EXERCISE:
In the entries below, tally the lines that contain the string "like", then state that number alone.

[MATERIAL FOR THIS EXERCISE]

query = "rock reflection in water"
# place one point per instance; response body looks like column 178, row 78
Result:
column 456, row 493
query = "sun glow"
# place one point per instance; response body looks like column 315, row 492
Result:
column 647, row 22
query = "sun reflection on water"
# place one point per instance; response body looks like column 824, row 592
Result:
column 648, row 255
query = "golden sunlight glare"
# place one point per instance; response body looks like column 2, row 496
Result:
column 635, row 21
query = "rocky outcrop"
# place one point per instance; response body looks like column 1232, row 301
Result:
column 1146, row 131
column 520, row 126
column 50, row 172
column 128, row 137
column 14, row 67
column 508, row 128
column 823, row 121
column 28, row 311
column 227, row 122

[/MATERIAL FOR THIS EXERCISE]
[MATERIAL FOR THIS EXERCISE]

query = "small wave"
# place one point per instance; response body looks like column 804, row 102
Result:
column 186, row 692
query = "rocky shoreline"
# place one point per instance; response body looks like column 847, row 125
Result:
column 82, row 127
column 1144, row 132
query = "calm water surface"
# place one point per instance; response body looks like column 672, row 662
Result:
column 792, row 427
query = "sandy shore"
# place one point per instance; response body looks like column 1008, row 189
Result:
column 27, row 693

[/MATERIAL FOR THIS EXERCISE]
[MATERIAL FOR THIS EXERCISE]

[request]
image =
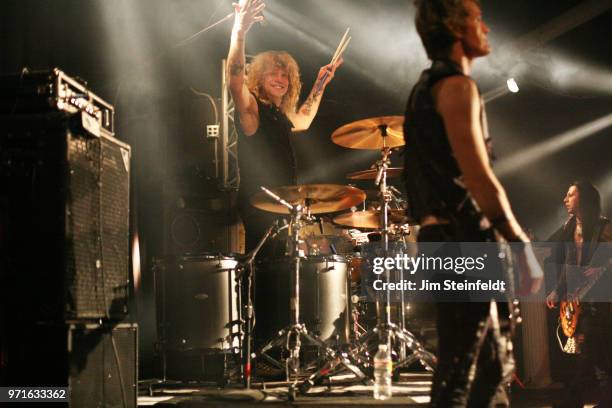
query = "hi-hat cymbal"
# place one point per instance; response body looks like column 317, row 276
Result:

[/MATERIAL FOR THIS EXERCISE]

WRITTEN REPLY:
10